SELECTION:
□ □ □ □

However, despite the government's active support policies to minimize agricultural losses, such as Decisions 61, 63, 65, and 68, rice transplanting machines failed to gain widespread acceptance among farmers as an effective solution for the mechanization of the sowing process. The high investment costs of these machines, which require a wide range of compatible equipment (transplanters, soil levelers, seedling trays, nursery areas, etc.) for their operation, contribute to this reluctance. Consequently, these requirements increased the costs of seeding services compared to traditional sowing practices, which include additional cultivating and tending steps for seed trays.
Additionally, the soft and marshy conditions of many local fields prevent the efficient operation of transplanting machines. In contrast, cluster sowing machines can address these limitations effectively. As an alternative to investing in a complete set of cluster sowing equipment, farmers can afford a single functional component—specifically, the cluster sowing attachment—at a more manageable cost. Notably, this component can be integrated with commonly used land preparation machinery, such as large tractors or small tillers, which are already prevalent in the region. As a result, farmers can utilize these "modular machines" for land preparation as well as for sowing according to their needs, thereby effectively reducing initial capital investment while increasing the operational time of previously acquired equipment.
Cluster sowing machines forgo the complex and costly seedling-growing process, resulting in sowing costs that are only one-third of traditional transplanting practices. Furthermore, the cluster sowing equipment can connect with various machinery, offering compatibility with different tire types, sizes, and structures, enabling it to adapt to diverse terrain and soft, muddy fields where transplanting machines struggle due to lack of stability.

□ □ □ □

RECORDS:
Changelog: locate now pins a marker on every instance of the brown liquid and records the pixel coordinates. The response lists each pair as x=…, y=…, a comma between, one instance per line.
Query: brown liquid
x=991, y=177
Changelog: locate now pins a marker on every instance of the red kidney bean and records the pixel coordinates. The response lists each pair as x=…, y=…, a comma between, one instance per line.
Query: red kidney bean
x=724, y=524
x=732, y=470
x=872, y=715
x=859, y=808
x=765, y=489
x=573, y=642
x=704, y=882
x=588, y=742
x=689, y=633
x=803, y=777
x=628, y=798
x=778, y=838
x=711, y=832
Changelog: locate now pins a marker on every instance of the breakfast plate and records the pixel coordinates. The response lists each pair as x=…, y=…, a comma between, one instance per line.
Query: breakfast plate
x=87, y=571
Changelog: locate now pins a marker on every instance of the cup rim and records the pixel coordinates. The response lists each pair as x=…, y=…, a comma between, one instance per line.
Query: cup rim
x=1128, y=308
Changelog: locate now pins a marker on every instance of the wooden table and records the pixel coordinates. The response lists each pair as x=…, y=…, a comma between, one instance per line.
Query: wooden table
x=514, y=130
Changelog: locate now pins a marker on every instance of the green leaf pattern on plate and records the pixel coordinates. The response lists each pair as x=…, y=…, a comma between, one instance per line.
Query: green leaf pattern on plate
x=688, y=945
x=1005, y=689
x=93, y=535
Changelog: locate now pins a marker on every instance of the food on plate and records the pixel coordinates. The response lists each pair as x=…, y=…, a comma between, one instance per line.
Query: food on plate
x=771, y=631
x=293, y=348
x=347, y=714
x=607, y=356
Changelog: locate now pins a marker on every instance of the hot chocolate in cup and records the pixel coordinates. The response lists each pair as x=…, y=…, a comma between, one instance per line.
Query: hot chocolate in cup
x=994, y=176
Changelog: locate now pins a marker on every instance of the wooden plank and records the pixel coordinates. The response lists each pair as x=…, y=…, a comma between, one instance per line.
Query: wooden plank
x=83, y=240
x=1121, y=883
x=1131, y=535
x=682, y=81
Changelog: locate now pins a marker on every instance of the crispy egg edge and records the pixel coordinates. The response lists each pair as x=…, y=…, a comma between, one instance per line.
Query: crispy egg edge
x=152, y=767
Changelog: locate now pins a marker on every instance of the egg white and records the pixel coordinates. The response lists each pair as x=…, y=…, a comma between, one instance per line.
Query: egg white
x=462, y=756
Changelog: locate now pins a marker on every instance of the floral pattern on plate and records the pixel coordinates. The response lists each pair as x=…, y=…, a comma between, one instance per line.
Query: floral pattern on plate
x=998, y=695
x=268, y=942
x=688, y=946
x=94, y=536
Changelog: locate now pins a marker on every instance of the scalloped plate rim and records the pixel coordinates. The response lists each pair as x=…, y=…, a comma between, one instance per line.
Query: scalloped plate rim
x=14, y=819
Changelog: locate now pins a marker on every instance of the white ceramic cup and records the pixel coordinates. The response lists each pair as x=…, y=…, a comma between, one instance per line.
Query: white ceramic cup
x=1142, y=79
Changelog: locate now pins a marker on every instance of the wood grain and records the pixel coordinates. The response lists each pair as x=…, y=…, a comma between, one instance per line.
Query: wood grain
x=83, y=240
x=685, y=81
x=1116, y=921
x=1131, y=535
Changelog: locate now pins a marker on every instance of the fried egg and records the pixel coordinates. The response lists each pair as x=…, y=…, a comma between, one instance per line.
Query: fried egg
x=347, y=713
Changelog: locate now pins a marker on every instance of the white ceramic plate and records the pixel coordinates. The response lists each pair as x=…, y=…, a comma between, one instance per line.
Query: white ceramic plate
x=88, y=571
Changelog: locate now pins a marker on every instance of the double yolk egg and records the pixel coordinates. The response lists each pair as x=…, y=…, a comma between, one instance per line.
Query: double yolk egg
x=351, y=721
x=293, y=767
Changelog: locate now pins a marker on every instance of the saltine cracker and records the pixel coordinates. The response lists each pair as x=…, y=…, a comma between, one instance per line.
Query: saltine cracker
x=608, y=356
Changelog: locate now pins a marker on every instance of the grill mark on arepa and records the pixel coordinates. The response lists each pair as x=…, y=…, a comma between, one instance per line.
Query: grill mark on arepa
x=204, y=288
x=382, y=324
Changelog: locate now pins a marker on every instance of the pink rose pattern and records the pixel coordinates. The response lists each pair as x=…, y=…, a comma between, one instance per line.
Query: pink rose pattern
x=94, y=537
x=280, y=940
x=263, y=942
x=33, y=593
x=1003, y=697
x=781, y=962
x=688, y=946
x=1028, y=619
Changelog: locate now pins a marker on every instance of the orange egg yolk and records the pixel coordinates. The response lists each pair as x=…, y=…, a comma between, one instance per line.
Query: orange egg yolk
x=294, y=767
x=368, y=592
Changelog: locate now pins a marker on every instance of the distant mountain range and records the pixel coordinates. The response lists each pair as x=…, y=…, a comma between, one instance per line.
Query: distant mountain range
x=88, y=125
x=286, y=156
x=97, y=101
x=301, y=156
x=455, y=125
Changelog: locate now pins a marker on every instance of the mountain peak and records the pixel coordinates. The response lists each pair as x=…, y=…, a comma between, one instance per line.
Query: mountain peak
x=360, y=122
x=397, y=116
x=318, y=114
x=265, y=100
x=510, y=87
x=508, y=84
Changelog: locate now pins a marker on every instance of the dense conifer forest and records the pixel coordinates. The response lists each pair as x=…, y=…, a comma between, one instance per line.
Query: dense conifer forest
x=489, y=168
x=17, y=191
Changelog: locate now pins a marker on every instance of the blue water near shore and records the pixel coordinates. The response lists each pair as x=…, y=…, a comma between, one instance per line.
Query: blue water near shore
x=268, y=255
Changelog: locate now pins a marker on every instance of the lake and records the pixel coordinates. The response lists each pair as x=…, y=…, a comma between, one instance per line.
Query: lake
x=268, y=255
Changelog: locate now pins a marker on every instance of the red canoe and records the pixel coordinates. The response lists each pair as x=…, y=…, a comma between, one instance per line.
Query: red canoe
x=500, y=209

□ □ □ □

PROBLEM TO WORK ON: According to the passage on rice sowing machines, how do the sowing costs of cluster sowing machines compare with those of traditional transplanting practices?

TASK SOLUTION: They are only one-third of the costs of traditional transplanting practices.